━━━ ARTICLE
Kevin takes us through some of the do's and don'ts of attractant and scent use when hunting whitetail deer.

 

Kevin Kaksonen has worked behind the sports desk counter at Ramakko's for quite a few years. He's become one of the more familiar faces in the store.

Kevin has a reputation for being an extremely knowledgeable and passionate hunter. Having been hunting for most of his life, we figured Kevin must have some tips and tricks about attracting whitetail deer.

We chatted with Kevin as he set up a scrape and talked about scents, attractants and more.

 

How long have you been setting up at your location?

Ten years.

 

Do you use a firearm or a bow?

Firearm. I use a rifle mostly.

 

Why a rifle?

Using a rifle allows for a much longer shot, and multiple shots quickly.

Archery allows for extended hunting opportunities.

 

How many deer do you think have come through your spot?

Hundreds of pictures a week come through my trail cam of all sorts of animals at my location.

 

Baby Deer on Camera

 

Have you caught any unexpected visitors at your location?
━━━━━━
SHORT TASK => Copy the passage of the interview starting with "Archery allows for" and going on through "at my location.", swapping "trail cam" for "game camera".
━━━ EXTRACTED INFORMATION
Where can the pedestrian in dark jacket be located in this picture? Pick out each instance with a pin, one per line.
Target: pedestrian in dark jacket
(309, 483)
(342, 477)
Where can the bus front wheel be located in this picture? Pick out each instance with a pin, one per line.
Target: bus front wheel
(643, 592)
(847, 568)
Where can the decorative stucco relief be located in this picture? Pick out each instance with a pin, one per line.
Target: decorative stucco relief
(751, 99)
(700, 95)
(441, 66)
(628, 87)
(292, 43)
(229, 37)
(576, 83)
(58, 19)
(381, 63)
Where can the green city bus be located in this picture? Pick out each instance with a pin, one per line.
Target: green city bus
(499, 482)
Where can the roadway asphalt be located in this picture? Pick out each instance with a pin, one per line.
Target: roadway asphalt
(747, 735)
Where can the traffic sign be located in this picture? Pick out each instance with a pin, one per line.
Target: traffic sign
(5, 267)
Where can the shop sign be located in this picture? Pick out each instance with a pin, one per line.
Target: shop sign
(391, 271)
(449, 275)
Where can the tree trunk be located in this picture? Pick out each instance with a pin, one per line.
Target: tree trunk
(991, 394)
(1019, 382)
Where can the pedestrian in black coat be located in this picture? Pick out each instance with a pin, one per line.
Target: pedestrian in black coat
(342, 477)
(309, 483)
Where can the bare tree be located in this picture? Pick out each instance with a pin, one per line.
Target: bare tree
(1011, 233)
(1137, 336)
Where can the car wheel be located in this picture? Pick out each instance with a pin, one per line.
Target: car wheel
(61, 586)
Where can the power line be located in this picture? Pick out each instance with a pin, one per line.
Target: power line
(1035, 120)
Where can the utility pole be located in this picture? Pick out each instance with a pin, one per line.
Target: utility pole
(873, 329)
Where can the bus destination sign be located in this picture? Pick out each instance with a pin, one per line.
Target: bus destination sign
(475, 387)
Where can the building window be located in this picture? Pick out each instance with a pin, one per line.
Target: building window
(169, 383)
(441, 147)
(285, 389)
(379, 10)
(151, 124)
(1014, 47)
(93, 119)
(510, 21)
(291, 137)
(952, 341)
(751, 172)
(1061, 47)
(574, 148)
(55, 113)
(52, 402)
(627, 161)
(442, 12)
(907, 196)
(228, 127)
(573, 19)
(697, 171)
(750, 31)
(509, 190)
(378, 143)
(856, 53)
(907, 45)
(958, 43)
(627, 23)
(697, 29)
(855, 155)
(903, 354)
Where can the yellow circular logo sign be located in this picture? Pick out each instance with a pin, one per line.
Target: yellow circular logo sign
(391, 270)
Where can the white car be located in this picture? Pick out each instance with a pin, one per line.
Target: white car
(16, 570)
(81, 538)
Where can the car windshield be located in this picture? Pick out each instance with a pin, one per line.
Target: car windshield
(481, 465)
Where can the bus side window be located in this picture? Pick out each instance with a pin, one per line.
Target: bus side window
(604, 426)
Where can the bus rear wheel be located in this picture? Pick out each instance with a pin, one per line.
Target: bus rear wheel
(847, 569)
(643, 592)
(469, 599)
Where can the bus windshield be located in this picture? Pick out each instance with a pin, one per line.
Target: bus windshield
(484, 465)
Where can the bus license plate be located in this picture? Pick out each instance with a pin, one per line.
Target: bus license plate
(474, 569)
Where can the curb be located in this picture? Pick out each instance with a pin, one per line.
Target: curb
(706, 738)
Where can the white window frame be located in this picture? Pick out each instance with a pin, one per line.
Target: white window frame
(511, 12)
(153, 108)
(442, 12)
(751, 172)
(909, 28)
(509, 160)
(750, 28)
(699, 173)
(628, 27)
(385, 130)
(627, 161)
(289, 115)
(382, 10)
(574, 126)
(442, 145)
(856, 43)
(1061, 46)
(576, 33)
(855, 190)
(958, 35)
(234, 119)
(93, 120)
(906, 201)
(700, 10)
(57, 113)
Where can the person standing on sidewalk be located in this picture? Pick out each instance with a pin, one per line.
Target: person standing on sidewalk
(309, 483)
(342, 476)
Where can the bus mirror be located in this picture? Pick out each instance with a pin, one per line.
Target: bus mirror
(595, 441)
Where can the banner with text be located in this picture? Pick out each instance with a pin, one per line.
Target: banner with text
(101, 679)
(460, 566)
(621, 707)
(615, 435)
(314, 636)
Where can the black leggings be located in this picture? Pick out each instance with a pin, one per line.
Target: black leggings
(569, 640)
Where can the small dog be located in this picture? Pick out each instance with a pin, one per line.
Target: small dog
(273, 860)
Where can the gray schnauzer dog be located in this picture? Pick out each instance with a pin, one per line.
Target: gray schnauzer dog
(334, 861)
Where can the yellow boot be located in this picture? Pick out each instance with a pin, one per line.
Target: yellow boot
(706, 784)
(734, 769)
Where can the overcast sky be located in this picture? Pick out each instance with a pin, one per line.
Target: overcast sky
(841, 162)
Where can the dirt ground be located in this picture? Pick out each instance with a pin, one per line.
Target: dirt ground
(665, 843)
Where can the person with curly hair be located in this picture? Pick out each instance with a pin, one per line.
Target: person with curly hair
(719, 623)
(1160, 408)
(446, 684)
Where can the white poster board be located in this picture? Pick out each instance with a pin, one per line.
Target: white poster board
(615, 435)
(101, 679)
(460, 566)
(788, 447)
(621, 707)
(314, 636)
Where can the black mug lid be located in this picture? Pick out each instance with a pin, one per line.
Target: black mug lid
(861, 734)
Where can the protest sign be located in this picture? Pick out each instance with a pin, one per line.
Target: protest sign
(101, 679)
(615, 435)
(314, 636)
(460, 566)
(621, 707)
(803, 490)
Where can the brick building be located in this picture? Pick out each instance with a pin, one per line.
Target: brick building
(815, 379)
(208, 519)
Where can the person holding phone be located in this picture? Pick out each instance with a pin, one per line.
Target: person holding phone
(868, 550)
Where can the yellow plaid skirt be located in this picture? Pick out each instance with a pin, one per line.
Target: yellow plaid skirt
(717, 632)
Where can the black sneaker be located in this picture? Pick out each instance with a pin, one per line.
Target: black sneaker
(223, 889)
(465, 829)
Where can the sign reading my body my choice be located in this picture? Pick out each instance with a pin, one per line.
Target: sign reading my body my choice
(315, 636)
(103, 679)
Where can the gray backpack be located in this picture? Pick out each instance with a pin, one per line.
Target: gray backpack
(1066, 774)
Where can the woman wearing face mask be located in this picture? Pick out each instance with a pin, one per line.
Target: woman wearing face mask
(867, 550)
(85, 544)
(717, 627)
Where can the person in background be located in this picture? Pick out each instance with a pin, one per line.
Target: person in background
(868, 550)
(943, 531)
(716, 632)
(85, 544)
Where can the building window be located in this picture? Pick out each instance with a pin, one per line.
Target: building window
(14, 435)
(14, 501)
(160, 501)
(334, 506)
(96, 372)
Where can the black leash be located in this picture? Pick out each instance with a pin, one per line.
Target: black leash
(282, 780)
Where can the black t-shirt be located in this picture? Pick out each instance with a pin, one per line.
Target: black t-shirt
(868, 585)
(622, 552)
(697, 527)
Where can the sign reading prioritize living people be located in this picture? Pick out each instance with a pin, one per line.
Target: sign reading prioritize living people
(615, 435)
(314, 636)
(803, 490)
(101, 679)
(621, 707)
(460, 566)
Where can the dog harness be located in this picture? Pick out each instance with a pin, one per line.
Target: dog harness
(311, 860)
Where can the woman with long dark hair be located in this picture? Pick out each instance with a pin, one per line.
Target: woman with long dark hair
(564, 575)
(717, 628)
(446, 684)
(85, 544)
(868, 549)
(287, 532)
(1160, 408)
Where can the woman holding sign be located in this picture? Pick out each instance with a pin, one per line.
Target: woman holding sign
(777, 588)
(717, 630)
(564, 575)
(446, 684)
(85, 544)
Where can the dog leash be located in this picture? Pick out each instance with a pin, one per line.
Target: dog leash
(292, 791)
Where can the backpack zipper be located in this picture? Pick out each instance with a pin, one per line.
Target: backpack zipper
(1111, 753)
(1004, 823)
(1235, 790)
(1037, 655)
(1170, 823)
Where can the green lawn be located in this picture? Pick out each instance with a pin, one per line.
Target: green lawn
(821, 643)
━━━━━━
RESPONSE TO THIS TASK =>
Archery allows for extended hunting opportunities.

 

How many deer do you think have come through your spot?

Hundreds of pictures a week come through my game camera of all sorts of animals at my location.